_ÜBUNGSAUFGABEN_
1. Mit welcher glibc-Version funktioniert sys-apps/portage-2.2_rc17 laut dem Forenauszug?
2. Bearbeite im Forenauszug den Abschnitt, der mit "Kann ich bestätigen" beginnt und bis "Upgrade vermutlich reicht." reicht, und setze darin "Namensauflösungsproblem" anstelle von "DNS-Problem".

_VORLIEGENDER FORENAUSZUG_
Linux tux 2.6.27-gentoo-r3 #1 SMP PREEMPT Tue Nov 18 00:48:01 CET 2008 i686 AMD Athlon(tm) X2 Dual Core Processor BE-2350 AuthenticAMD GNU/Linux

Python 2.5.2 (r252:60911, Dec  9 2008, 12:32:35) [GCC 4.1.2 (Gentoo 4.1.2 p1.0.2)] on linux2 Python manuell neu installiert hat nichts geändert.

sys-apps/portage   Installed versions:  2.1.4.5(22:07:45 10.10.2008)(-build -doc -epydoc -linguas_pl -selinux)

Wo liegt das Problem? Habt Ihr einen Ahnung?

-andreas

----------

## mv

Es ist ein glibc bug.

----------

## michel7

sys-apps/portage-2.2_rc17 funktioniert mit glibc-2.9_p20081201

----------

## mv

 *michel7 wrote:*   

> sys-apps/portage-2.2_rc17 funktioniert mit glibc-2.9_p20081201

 

Kann ich bestätigen - ich habe bislang noch keine Regression Bugs mit glibc-2.9. Trotzdem gibt es schon einen Regression bug tracker: Bislang ein segfault mit sci-physics/root, ein DNS-Problem mit "unsauber" antwortenden Providern, und eben das besagte Problem mit Python: Wer eine nicht-hardmasked Version von portage benutzt hat, ist ... gekniffen. Naja in dem früher erwähnten Bug wird immerhin ein Patch angegeben, der zum Upgrade vermutlich reicht.

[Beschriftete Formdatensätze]
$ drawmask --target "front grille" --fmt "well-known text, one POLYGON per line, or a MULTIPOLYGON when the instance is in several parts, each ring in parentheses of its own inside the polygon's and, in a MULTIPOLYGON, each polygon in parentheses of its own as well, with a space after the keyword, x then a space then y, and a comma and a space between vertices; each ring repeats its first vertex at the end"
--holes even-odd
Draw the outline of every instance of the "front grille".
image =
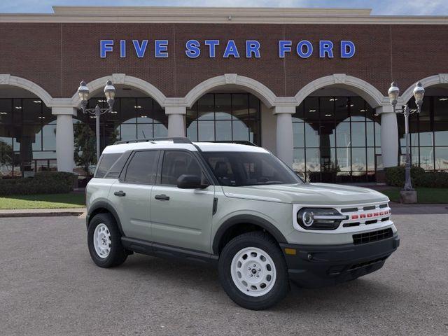
POLYGON ((371 232, 358 233, 353 235, 353 242, 355 245, 370 243, 390 238, 393 234, 392 229, 390 227, 371 232))

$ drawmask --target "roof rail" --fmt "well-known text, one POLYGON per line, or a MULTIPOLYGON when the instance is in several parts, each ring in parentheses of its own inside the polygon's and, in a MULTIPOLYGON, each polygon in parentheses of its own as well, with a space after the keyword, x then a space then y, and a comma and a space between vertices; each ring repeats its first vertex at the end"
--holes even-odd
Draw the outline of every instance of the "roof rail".
POLYGON ((197 142, 213 142, 215 144, 237 144, 239 145, 247 145, 247 146, 253 146, 253 147, 258 147, 258 145, 255 145, 253 142, 248 141, 247 140, 216 140, 214 141, 197 141, 197 142))
POLYGON ((171 136, 166 138, 146 138, 146 139, 133 139, 130 140, 121 140, 120 141, 115 141, 114 145, 120 145, 121 144, 134 144, 136 142, 152 142, 152 141, 161 141, 164 140, 172 140, 173 144, 190 144, 193 143, 188 138, 183 136, 171 136))

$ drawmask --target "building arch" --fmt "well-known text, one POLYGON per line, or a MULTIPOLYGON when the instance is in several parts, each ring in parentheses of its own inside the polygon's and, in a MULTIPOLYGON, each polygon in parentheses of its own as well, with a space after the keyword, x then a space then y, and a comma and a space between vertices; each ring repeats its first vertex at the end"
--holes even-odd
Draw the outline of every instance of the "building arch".
POLYGON ((256 96, 270 108, 275 105, 276 96, 270 88, 255 79, 236 74, 217 76, 200 83, 185 96, 185 103, 191 107, 204 94, 223 86, 244 89, 256 96))
POLYGON ((378 89, 365 80, 345 74, 334 74, 315 79, 300 89, 295 96, 298 106, 316 90, 332 85, 353 91, 373 108, 388 103, 387 97, 383 96, 378 89))
MULTIPOLYGON (((448 87, 448 74, 438 74, 437 75, 430 76, 420 80, 421 85, 426 89, 430 86, 444 84, 448 87)), ((402 104, 407 104, 407 102, 412 98, 414 95, 414 88, 415 83, 413 83, 406 90, 401 94, 400 99, 402 104)))
MULTIPOLYGON (((107 80, 109 79, 112 80, 114 85, 121 84, 139 89, 155 100, 162 107, 164 107, 166 105, 165 101, 167 97, 162 91, 158 89, 155 86, 146 80, 144 80, 143 79, 128 76, 125 74, 113 74, 112 76, 101 77, 89 82, 87 84, 87 86, 90 92, 92 92, 99 89, 102 89, 106 85, 107 80)), ((74 107, 80 107, 80 102, 78 92, 75 92, 72 96, 71 102, 74 107)))
POLYGON ((15 86, 24 89, 38 97, 47 106, 51 106, 52 97, 41 86, 22 77, 17 77, 9 74, 0 74, 0 87, 1 85, 15 86))

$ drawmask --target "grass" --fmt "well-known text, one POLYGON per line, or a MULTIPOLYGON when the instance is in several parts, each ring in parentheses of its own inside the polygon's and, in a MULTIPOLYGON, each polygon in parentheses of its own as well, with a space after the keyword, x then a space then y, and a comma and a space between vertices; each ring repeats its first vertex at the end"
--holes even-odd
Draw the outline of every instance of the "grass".
POLYGON ((19 195, 0 197, 0 209, 84 207, 84 194, 19 195))
MULTIPOLYGON (((393 202, 400 202, 401 188, 391 187, 390 189, 380 190, 393 202)), ((444 188, 416 188, 417 190, 417 203, 421 204, 448 204, 448 189, 444 188)))

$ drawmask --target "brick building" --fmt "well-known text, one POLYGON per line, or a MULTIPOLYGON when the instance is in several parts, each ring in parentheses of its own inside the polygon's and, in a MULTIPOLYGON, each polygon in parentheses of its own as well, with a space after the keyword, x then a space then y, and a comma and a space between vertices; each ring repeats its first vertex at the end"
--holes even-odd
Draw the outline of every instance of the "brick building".
MULTIPOLYGON (((102 148, 117 139, 184 136, 248 140, 314 181, 375 181, 402 162, 412 104, 412 160, 448 169, 448 18, 374 16, 370 10, 54 7, 0 14, 0 176, 82 173, 80 110, 105 105, 102 148)), ((92 169, 94 167, 92 166, 92 169)))

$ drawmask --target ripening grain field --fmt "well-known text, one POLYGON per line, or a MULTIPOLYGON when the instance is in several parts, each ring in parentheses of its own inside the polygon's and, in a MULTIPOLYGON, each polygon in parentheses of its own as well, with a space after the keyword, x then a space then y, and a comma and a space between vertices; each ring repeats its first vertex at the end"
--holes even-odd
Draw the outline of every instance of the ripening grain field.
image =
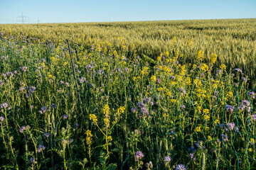
POLYGON ((255 28, 0 25, 0 169, 255 169, 255 28))

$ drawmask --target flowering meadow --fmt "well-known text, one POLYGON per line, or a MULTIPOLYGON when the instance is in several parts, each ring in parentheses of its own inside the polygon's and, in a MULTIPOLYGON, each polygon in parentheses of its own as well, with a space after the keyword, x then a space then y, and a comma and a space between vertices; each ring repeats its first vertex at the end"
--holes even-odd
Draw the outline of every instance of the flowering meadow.
POLYGON ((1 169, 256 169, 253 75, 214 50, 151 57, 119 37, 70 56, 15 31, 0 33, 1 169))

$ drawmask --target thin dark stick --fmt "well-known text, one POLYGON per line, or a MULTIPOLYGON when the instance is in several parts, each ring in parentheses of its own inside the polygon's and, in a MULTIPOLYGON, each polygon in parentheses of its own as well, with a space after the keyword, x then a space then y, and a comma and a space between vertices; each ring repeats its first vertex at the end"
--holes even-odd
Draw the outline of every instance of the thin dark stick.
POLYGON ((78 87, 78 81, 76 79, 76 75, 75 75, 75 67, 74 67, 74 63, 73 62, 73 58, 72 58, 72 53, 71 53, 71 50, 70 50, 70 47, 69 45, 69 41, 68 39, 66 40, 68 42, 68 50, 70 55, 70 59, 71 59, 71 63, 72 63, 72 67, 73 67, 73 74, 74 74, 74 76, 75 76, 75 84, 76 84, 76 87, 77 87, 77 91, 78 91, 78 99, 79 99, 79 102, 81 104, 81 98, 80 96, 80 91, 79 91, 79 87, 78 87))

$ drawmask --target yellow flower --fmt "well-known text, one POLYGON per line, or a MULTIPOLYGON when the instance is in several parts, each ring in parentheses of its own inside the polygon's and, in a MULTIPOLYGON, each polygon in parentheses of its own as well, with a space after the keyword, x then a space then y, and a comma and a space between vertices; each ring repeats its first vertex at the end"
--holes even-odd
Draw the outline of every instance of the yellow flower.
POLYGON ((97 123, 97 116, 95 114, 90 114, 89 118, 90 120, 92 120, 92 123, 95 124, 97 123))
POLYGON ((231 92, 231 91, 228 91, 228 93, 227 93, 227 96, 228 97, 229 97, 229 98, 230 98, 230 97, 232 97, 233 96, 233 94, 231 92))
POLYGON ((156 81, 156 76, 152 76, 151 77, 151 80, 152 81, 156 81))
POLYGON ((199 61, 203 60, 203 51, 199 50, 199 51, 198 52, 197 55, 198 55, 197 59, 198 59, 199 61))
POLYGON ((121 106, 120 108, 119 108, 117 109, 117 115, 119 115, 122 113, 124 113, 125 110, 125 107, 124 106, 121 106))
POLYGON ((205 120, 206 121, 209 121, 210 120, 210 115, 205 115, 205 120))
POLYGON ((201 69, 203 72, 206 72, 209 69, 209 67, 208 67, 208 65, 206 65, 206 64, 204 63, 204 64, 201 65, 201 69))
POLYGON ((200 126, 196 128, 196 131, 200 132, 201 131, 200 126))
POLYGON ((216 119, 216 120, 215 120, 215 124, 220 124, 220 120, 219 120, 218 119, 216 119))
POLYGON ((210 136, 208 136, 207 138, 208 138, 208 140, 213 140, 213 137, 211 137, 210 136))
POLYGON ((166 55, 166 56, 169 56, 169 52, 168 51, 166 51, 166 52, 165 52, 165 55, 166 55))
POLYGON ((217 60, 217 55, 216 54, 213 54, 211 57, 210 57, 210 62, 211 64, 214 64, 215 63, 217 60))
POLYGON ((108 136, 108 137, 107 137, 107 140, 108 140, 109 142, 110 142, 110 141, 112 140, 112 138, 111 136, 108 136))
POLYGON ((221 70, 222 70, 223 72, 225 71, 225 69, 226 69, 226 68, 227 68, 226 65, 224 64, 222 64, 220 66, 220 69, 221 69, 221 70))
POLYGON ((86 130, 86 132, 85 132, 85 134, 86 135, 86 143, 87 144, 90 144, 92 143, 92 132, 89 130, 86 130))

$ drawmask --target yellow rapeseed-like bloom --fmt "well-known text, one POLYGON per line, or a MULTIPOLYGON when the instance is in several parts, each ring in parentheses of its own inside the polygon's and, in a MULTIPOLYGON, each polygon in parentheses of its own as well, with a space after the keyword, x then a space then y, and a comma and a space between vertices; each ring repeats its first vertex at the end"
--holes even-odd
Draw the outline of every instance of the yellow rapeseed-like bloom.
POLYGON ((92 123, 95 124, 97 123, 97 116, 95 114, 90 114, 89 118, 90 120, 92 120, 92 123))
POLYGON ((218 119, 216 119, 216 120, 215 120, 215 123, 216 125, 220 124, 220 120, 219 120, 218 119))
POLYGON ((198 55, 197 59, 198 59, 199 61, 202 61, 203 59, 203 51, 199 50, 199 51, 198 52, 197 55, 198 55))
POLYGON ((217 60, 217 55, 216 54, 213 54, 211 57, 210 57, 210 62, 211 64, 214 64, 215 63, 217 60))
POLYGON ((124 106, 121 106, 117 109, 117 115, 119 115, 122 113, 124 113, 125 110, 125 107, 124 106))
POLYGON ((151 80, 152 81, 156 81, 156 76, 152 76, 151 77, 151 80))
POLYGON ((227 93, 226 96, 230 98, 230 97, 233 96, 233 94, 231 91, 228 91, 228 92, 227 93))
POLYGON ((222 64, 220 66, 220 68, 221 69, 221 70, 222 70, 223 72, 224 72, 224 71, 226 70, 227 67, 226 67, 225 64, 222 64))
POLYGON ((206 72, 209 69, 209 67, 208 67, 208 65, 207 65, 206 64, 205 64, 205 63, 203 63, 203 64, 201 64, 200 67, 201 67, 201 69, 203 72, 206 72))
POLYGON ((90 144, 92 142, 92 132, 90 130, 86 130, 86 132, 85 132, 85 134, 86 135, 86 143, 87 144, 90 144))
POLYGON ((210 136, 208 136, 207 138, 208 140, 213 140, 213 137, 211 137, 210 136))
POLYGON ((198 126, 198 127, 196 128, 196 131, 197 132, 201 132, 201 129, 200 126, 198 126))

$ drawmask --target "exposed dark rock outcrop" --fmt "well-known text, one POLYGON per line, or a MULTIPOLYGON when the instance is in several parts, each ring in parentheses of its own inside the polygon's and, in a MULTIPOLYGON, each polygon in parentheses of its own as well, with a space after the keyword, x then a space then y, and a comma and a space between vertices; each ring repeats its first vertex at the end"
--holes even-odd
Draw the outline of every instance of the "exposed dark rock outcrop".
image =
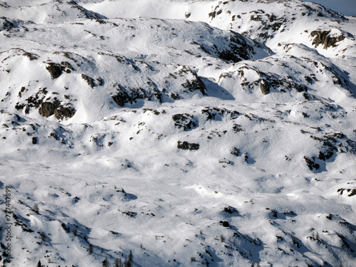
POLYGON ((178 128, 183 128, 183 130, 188 131, 195 128, 198 125, 197 120, 189 114, 176 114, 172 116, 174 121, 174 126, 178 128))
POLYGON ((179 150, 198 150, 199 149, 199 145, 195 143, 189 143, 187 141, 178 141, 177 147, 179 150))
POLYGON ((337 46, 336 43, 345 39, 343 34, 331 37, 330 33, 331 31, 313 31, 310 33, 310 36, 314 38, 313 45, 315 47, 323 45, 324 49, 327 49, 329 47, 337 46))

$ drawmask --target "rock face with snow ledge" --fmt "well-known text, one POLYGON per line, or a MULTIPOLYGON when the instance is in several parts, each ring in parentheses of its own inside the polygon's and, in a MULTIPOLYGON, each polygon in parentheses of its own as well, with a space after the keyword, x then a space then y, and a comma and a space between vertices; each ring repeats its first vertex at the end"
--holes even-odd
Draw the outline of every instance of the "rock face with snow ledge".
POLYGON ((355 25, 300 1, 0 4, 1 263, 352 266, 355 25))

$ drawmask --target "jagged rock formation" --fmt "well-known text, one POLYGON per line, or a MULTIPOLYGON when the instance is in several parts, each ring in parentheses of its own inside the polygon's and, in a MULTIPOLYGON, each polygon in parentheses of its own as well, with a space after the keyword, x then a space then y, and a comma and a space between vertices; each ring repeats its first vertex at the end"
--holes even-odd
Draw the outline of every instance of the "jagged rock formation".
POLYGON ((298 0, 0 3, 0 262, 351 266, 355 25, 298 0))

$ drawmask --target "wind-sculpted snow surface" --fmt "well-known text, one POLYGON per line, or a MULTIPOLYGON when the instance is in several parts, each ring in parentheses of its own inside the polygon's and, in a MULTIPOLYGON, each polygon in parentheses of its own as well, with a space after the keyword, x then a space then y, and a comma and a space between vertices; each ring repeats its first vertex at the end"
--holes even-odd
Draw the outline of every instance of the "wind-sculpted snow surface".
POLYGON ((353 266, 355 26, 299 1, 0 3, 0 262, 353 266))

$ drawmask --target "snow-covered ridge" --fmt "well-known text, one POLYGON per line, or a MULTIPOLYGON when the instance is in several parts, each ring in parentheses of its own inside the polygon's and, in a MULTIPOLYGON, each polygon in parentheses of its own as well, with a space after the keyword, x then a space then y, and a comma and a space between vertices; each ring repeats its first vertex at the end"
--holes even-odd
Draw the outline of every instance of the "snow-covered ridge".
POLYGON ((353 266, 355 24, 296 0, 0 3, 0 262, 353 266))

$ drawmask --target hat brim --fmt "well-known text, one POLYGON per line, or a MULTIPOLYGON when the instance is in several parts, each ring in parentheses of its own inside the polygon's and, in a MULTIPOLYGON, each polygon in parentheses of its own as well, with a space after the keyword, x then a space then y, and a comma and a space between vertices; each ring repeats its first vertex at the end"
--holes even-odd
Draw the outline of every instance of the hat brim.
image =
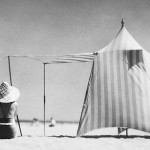
POLYGON ((20 91, 13 86, 10 86, 9 90, 10 90, 9 94, 7 96, 5 96, 4 98, 1 98, 0 102, 10 103, 10 102, 14 102, 14 101, 18 100, 18 98, 20 97, 20 91))

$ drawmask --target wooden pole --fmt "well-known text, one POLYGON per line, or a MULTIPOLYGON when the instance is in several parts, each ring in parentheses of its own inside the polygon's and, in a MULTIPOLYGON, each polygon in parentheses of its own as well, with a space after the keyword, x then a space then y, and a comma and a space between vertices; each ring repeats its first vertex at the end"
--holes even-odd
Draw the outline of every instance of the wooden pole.
MULTIPOLYGON (((12 86, 11 67, 10 67, 10 56, 8 56, 8 67, 9 67, 10 85, 12 86)), ((21 131, 21 127, 20 127, 20 122, 19 122, 18 114, 16 114, 16 116, 17 116, 17 122, 18 122, 18 125, 19 125, 20 135, 22 136, 22 131, 21 131)))
POLYGON ((45 97, 45 63, 44 63, 44 136, 45 136, 45 101, 46 97, 45 97))

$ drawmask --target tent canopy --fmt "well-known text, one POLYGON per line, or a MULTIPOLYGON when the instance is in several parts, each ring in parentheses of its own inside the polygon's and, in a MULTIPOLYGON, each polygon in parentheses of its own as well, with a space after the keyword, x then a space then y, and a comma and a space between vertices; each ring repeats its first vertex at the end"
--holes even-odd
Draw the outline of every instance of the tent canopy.
POLYGON ((77 131, 128 127, 150 132, 150 55, 123 26, 95 56, 77 131))

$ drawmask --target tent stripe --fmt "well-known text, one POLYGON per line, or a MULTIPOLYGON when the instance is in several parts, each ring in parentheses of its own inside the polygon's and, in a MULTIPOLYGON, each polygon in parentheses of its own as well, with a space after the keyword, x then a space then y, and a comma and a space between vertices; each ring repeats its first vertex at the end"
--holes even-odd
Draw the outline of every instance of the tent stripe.
POLYGON ((101 67, 100 67, 100 65, 98 65, 98 64, 100 64, 100 55, 98 55, 96 58, 97 58, 96 59, 96 65, 94 65, 94 67, 97 66, 95 68, 97 68, 97 72, 98 73, 97 73, 97 82, 95 83, 95 84, 97 84, 97 87, 96 87, 96 89, 97 89, 96 92, 97 93, 95 93, 95 95, 96 95, 97 101, 98 101, 97 102, 97 104, 98 104, 98 106, 97 106, 97 109, 98 109, 98 111, 97 111, 97 115, 98 115, 98 118, 97 118, 97 128, 99 128, 99 127, 101 127, 101 120, 102 120, 102 118, 101 118, 101 105, 102 105, 102 103, 99 100, 99 99, 101 99, 101 94, 98 94, 101 91, 101 88, 102 88, 101 87, 101 77, 100 77, 100 75, 101 75, 101 72, 100 72, 101 67))
MULTIPOLYGON (((102 53, 100 55, 100 81, 101 81, 101 91, 100 91, 100 96, 101 96, 101 120, 100 124, 101 127, 105 127, 105 89, 104 89, 104 54, 102 53)), ((99 65, 99 64, 98 64, 99 65)), ((96 66, 95 66, 96 67, 96 66)))
MULTIPOLYGON (((123 55, 127 57, 128 51, 125 51, 123 55)), ((125 126, 130 126, 131 125, 131 107, 130 107, 131 106, 130 105, 131 87, 129 86, 130 84, 128 84, 129 83, 128 74, 127 74, 128 67, 126 66, 126 64, 127 64, 127 59, 124 60, 124 68, 125 68, 124 69, 124 80, 125 80, 124 90, 125 90, 125 96, 126 96, 126 113, 127 113, 127 122, 125 126)))
POLYGON ((108 77, 107 77, 107 53, 104 53, 103 57, 104 66, 105 66, 105 76, 104 76, 104 94, 105 94, 105 127, 108 127, 108 120, 109 120, 109 108, 108 108, 108 77))
POLYGON ((108 127, 112 126, 112 89, 111 89, 111 53, 106 53, 107 57, 107 90, 108 90, 108 127))
MULTIPOLYGON (((111 63, 115 64, 116 62, 116 54, 112 52, 112 59, 111 59, 111 63)), ((114 97, 113 101, 112 101, 112 127, 116 127, 116 100, 117 97, 115 96, 115 90, 116 90, 116 79, 117 79, 117 73, 115 72, 115 66, 111 65, 111 72, 112 72, 112 76, 111 76, 111 80, 112 80, 112 84, 111 84, 111 89, 112 89, 112 98, 114 97)))
POLYGON ((121 91, 121 107, 122 107, 122 120, 120 126, 125 126, 127 125, 127 108, 126 108, 126 96, 125 95, 125 89, 126 89, 126 84, 125 84, 125 75, 124 75, 124 53, 123 51, 120 51, 120 91, 121 91))

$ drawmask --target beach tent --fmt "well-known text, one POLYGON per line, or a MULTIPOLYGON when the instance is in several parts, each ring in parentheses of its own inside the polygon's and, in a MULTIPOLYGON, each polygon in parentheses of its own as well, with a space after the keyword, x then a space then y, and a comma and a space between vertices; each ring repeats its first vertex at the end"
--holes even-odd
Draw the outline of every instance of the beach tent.
POLYGON ((124 24, 95 53, 77 136, 106 127, 150 132, 150 54, 124 24))

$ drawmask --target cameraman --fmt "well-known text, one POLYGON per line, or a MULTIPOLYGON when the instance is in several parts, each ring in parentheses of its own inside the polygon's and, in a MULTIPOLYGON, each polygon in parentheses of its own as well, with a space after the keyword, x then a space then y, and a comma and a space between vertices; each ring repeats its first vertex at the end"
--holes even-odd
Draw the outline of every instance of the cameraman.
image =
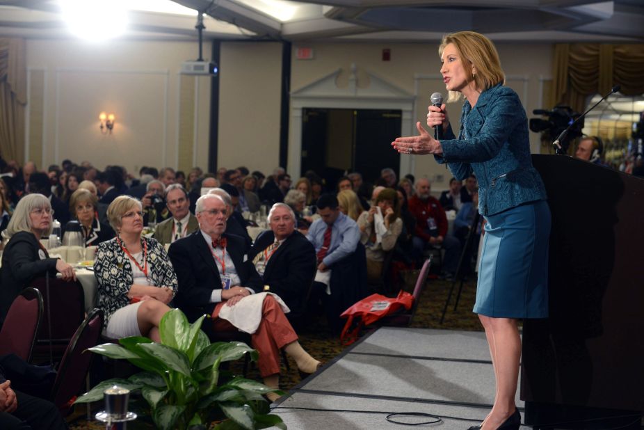
POLYGON ((163 221, 170 215, 163 200, 166 186, 161 181, 154 180, 147 183, 145 190, 145 195, 141 199, 143 225, 155 227, 157 223, 163 221))

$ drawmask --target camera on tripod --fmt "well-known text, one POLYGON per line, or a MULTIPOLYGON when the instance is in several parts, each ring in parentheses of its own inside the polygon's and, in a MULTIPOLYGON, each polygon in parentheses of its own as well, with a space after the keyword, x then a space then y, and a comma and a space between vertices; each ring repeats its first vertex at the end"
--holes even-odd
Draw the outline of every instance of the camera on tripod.
MULTIPOLYGON (((535 109, 535 115, 547 116, 547 119, 531 118, 530 129, 535 133, 547 132, 550 141, 555 141, 563 130, 566 129, 581 113, 573 111, 569 106, 556 106, 552 111, 535 109)), ((559 142, 564 153, 567 152, 570 142, 581 136, 583 128, 583 118, 577 122, 567 134, 559 142)))

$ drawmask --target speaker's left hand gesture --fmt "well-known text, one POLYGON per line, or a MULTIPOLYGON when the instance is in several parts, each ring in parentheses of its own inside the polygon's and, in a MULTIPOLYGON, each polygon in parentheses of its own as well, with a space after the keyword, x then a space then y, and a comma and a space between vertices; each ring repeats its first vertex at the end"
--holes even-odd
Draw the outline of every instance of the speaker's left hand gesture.
POLYGON ((411 137, 399 137, 392 142, 392 146, 401 154, 434 154, 440 155, 443 149, 440 142, 435 139, 429 132, 421 125, 420 121, 416 123, 416 128, 420 132, 419 136, 411 137))

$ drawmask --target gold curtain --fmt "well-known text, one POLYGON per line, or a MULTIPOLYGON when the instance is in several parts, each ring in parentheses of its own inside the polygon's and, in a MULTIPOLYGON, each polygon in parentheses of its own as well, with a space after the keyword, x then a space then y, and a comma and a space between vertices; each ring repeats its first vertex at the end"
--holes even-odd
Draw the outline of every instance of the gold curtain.
POLYGON ((0 38, 0 156, 24 159, 24 111, 27 103, 25 44, 0 38))
POLYGON ((576 112, 588 96, 605 95, 613 85, 625 95, 644 93, 644 45, 558 44, 554 48, 552 100, 576 112))

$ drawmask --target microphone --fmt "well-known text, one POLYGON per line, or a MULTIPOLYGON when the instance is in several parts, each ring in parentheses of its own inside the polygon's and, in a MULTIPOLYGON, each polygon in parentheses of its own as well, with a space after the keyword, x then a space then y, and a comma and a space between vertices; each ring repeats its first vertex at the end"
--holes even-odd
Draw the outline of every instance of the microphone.
MULTIPOLYGON (((443 95, 440 93, 434 93, 431 97, 432 106, 440 107, 443 104, 443 95)), ((443 138, 443 126, 442 124, 434 126, 434 138, 437 141, 443 138)))
MULTIPOLYGON (((619 91, 619 90, 620 90, 620 88, 622 88, 622 87, 621 87, 620 86, 619 86, 619 85, 615 85, 615 86, 613 86, 612 88, 611 88, 611 91, 610 91, 608 94, 606 94, 606 95, 604 95, 604 97, 602 97, 599 99, 599 102, 597 102, 595 103, 594 105, 593 105, 593 106, 592 106, 590 109, 589 109, 588 111, 586 111, 586 112, 584 112, 583 113, 582 113, 581 115, 580 115, 579 116, 578 116, 577 118, 575 120, 572 121, 572 122, 571 122, 570 125, 568 125, 568 127, 567 127, 565 128, 565 130, 563 130, 563 132, 561 132, 561 134, 560 134, 560 135, 557 137, 557 138, 555 140, 555 141, 552 143, 552 146, 554 146, 554 147, 555 148, 555 150, 556 150, 557 154, 561 154, 563 153, 563 152, 562 152, 561 145, 560 145, 559 143, 560 143, 561 141, 563 141, 564 138, 565 138, 566 135, 568 134, 568 132, 570 131, 570 129, 572 128, 572 126, 574 125, 575 124, 577 124, 577 121, 579 121, 579 120, 581 120, 581 118, 583 118, 584 116, 586 116, 586 113, 588 113, 588 112, 590 112, 590 111, 592 111, 593 109, 594 109, 595 108, 596 108, 597 106, 597 104, 599 104, 599 103, 601 103, 602 102, 603 102, 604 100, 605 100, 606 99, 607 99, 608 97, 609 97, 609 95, 611 95, 611 94, 614 94, 614 93, 617 93, 618 91, 619 91)), ((433 97, 434 96, 433 95, 432 97, 433 97)))

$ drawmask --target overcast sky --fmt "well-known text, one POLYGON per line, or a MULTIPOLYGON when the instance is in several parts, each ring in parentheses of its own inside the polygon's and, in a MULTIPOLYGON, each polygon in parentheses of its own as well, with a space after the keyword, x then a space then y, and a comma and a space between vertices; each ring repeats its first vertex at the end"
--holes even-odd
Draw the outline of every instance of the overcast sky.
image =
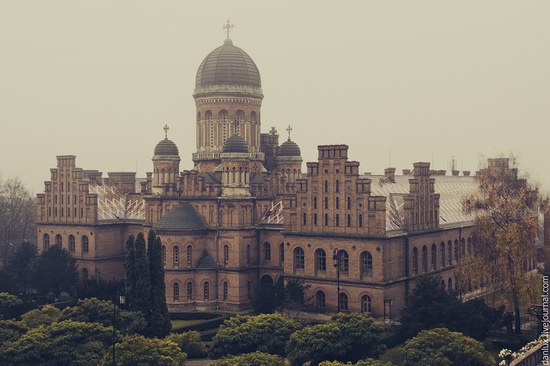
POLYGON ((2 0, 0 172, 36 193, 74 154, 144 176, 165 123, 191 169, 195 73, 230 18, 262 75, 263 132, 292 125, 304 161, 335 143, 373 173, 390 150, 398 171, 513 153, 550 190, 549 14, 548 0, 2 0))

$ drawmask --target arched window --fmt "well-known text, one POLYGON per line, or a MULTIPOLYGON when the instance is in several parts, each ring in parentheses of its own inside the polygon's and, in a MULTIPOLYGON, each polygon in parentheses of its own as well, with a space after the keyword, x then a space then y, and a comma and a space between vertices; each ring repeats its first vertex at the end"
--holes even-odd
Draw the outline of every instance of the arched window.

_LÖSUNGEN_
1. Mit glibc-2.9_p20081201.

2.
Kann ich bestätigen - ich habe bislang noch keine Regression Bugs mit glibc-2.9. Trotzdem gibt es schon einen Regression bug tracker: Bislang ein segfault mit sci-physics/root, ein Namensauflösungsproblem mit "unsauber" antwortenden Providern, und eben das besagte Problem mit Python: Wer eine nicht-hardmasked Version von portage benutzt hat, ist ... gekniffen. Naja in dem früher erwähnten Bug wird immerhin ein Patch angegeben, der zum Upgrade vermutlich reicht.